Saved data entries:
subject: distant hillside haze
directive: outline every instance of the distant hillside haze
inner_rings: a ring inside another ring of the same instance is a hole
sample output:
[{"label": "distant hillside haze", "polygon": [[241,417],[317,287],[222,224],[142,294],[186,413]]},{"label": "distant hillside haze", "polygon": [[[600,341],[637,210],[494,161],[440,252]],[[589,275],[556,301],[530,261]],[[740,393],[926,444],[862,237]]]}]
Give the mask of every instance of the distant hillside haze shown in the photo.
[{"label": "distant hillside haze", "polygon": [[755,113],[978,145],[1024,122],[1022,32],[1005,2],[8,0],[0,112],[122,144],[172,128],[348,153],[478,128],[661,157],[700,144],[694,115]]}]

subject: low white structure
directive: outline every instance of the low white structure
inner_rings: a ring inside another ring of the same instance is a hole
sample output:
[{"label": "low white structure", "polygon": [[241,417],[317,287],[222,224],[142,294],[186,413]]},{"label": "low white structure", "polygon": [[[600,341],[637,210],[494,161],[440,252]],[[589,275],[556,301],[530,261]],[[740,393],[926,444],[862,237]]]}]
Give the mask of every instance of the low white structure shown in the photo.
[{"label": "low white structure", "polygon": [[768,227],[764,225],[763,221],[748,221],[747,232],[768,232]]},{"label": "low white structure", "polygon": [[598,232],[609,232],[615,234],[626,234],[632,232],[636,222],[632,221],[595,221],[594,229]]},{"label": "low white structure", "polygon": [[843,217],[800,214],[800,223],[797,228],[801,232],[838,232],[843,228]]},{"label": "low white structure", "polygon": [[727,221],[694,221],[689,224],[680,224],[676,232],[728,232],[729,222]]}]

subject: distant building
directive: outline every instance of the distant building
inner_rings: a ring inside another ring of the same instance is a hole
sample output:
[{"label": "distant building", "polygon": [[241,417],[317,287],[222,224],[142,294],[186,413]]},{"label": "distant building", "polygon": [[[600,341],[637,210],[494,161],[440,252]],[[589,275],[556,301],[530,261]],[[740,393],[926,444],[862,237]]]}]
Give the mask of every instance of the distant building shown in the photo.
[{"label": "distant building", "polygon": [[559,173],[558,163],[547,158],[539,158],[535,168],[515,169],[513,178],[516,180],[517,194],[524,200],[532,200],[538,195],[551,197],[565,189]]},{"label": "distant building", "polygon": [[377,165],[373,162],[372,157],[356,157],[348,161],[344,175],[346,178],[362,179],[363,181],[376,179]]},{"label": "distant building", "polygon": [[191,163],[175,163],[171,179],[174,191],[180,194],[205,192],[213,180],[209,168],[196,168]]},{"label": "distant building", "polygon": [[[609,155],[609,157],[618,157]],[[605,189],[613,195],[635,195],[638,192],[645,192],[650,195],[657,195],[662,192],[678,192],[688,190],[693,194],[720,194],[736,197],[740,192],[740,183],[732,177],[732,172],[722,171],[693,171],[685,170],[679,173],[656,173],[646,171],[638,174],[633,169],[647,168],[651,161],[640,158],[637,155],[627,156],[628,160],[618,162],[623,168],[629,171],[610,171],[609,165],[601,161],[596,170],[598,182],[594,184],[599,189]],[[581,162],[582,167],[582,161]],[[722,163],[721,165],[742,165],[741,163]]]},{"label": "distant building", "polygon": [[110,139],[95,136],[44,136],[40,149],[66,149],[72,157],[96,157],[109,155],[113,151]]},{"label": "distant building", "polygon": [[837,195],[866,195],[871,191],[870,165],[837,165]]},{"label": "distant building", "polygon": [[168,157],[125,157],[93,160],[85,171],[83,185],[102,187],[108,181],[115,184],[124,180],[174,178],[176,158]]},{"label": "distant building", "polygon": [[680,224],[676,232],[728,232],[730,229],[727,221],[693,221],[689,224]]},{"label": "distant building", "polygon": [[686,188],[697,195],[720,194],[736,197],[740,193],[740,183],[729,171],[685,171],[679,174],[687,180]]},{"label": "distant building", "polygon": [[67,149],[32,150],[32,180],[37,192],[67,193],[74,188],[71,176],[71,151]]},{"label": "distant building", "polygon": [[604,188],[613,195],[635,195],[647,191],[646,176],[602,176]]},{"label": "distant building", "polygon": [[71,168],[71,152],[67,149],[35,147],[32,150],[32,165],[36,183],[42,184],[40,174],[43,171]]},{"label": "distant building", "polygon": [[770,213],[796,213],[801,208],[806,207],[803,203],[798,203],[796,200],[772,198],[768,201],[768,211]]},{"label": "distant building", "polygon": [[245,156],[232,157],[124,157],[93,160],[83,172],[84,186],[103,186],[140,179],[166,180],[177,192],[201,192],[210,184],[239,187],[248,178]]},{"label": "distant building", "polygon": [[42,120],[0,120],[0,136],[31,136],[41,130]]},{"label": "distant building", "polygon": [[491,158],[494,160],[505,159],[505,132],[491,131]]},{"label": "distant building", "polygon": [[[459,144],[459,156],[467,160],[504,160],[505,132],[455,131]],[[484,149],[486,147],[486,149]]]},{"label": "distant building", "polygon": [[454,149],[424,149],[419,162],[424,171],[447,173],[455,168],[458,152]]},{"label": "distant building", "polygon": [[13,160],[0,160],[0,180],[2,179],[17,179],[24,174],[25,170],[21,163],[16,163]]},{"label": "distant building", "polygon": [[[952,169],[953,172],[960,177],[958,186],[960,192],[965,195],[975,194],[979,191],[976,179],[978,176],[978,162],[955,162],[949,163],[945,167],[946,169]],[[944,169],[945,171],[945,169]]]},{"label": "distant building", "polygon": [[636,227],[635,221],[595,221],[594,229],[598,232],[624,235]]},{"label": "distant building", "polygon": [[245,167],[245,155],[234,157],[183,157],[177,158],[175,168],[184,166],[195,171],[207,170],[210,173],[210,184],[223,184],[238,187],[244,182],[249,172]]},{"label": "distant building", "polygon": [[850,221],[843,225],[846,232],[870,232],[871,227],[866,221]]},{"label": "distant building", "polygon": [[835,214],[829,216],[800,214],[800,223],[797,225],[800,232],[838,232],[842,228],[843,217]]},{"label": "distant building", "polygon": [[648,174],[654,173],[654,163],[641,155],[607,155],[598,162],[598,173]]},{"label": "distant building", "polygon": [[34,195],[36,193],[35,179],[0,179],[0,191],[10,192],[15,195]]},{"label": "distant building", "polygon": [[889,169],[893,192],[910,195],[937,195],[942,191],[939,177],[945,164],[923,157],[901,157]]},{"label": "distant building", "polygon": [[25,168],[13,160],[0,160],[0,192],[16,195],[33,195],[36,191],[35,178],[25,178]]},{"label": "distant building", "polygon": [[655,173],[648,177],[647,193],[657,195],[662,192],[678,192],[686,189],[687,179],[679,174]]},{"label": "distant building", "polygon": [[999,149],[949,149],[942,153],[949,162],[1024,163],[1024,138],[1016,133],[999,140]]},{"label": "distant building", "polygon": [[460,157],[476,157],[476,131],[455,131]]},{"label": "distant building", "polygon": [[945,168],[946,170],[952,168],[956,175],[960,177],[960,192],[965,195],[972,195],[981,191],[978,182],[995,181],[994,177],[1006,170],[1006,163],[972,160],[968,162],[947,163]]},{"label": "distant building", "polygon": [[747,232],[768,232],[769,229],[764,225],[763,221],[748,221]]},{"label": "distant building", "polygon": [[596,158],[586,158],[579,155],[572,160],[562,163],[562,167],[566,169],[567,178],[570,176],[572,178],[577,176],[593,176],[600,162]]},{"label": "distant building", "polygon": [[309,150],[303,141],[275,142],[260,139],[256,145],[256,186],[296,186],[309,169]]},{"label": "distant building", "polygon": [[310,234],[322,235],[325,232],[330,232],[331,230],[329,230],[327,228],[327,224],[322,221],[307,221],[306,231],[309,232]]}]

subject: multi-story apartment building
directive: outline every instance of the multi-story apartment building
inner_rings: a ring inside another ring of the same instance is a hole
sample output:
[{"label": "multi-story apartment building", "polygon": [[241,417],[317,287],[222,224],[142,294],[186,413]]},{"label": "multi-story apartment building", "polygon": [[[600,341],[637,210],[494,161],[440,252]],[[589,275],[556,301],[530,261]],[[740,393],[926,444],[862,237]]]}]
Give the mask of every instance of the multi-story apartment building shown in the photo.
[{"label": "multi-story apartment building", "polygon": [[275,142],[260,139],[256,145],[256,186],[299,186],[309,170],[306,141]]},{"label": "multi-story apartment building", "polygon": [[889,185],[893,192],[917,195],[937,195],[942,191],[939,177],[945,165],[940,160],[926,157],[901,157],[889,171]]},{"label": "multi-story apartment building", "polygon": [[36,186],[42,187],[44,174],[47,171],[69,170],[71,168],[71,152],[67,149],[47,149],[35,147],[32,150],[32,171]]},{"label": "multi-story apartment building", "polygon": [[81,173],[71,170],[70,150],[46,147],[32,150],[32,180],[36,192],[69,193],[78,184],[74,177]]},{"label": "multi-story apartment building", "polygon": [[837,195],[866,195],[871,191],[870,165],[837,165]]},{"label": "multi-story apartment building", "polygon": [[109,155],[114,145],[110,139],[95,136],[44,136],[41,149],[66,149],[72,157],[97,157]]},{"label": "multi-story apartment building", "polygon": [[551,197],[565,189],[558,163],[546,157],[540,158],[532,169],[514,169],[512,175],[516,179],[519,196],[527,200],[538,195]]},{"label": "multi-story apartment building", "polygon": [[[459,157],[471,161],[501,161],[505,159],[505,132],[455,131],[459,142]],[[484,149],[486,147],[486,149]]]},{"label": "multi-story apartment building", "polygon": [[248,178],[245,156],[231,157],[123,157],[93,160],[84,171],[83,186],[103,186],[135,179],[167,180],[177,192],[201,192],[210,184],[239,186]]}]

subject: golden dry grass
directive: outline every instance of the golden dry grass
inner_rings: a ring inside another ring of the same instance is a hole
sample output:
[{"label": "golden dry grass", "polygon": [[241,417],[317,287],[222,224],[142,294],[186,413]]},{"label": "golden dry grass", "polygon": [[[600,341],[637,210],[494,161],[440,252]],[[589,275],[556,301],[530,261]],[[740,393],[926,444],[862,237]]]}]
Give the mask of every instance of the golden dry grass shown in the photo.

• **Exercise brief**
From the data above, output only the lines between the line containing "subject: low white structure" and the line containing "subject: distant building", inclusive, exactly as written.

• **Written answer**
subject: low white structure
directive: outline every instance of the low white structure
inner_rings: a ring inside another ring of the same instance is a hole
sample output:
[{"label": "low white structure", "polygon": [[241,417],[317,287],[222,224],[142,294],[186,413]]},{"label": "low white structure", "polygon": [[[600,341],[637,210],[494,161],[440,252]],[[589,275],[556,301],[530,261]],[[740,393],[926,444],[862,237]]]}]
Give the mask of every instance of the low white structure shown in the photo.
[{"label": "low white structure", "polygon": [[768,227],[764,225],[763,221],[748,221],[747,232],[768,232]]},{"label": "low white structure", "polygon": [[598,232],[609,232],[615,234],[626,234],[632,232],[636,222],[632,221],[595,221],[594,229]]},{"label": "low white structure", "polygon": [[843,217],[800,214],[800,223],[797,228],[801,232],[838,232],[843,228]]},{"label": "low white structure", "polygon": [[727,221],[694,221],[689,224],[680,224],[676,232],[728,232],[729,222]]}]

subject: distant building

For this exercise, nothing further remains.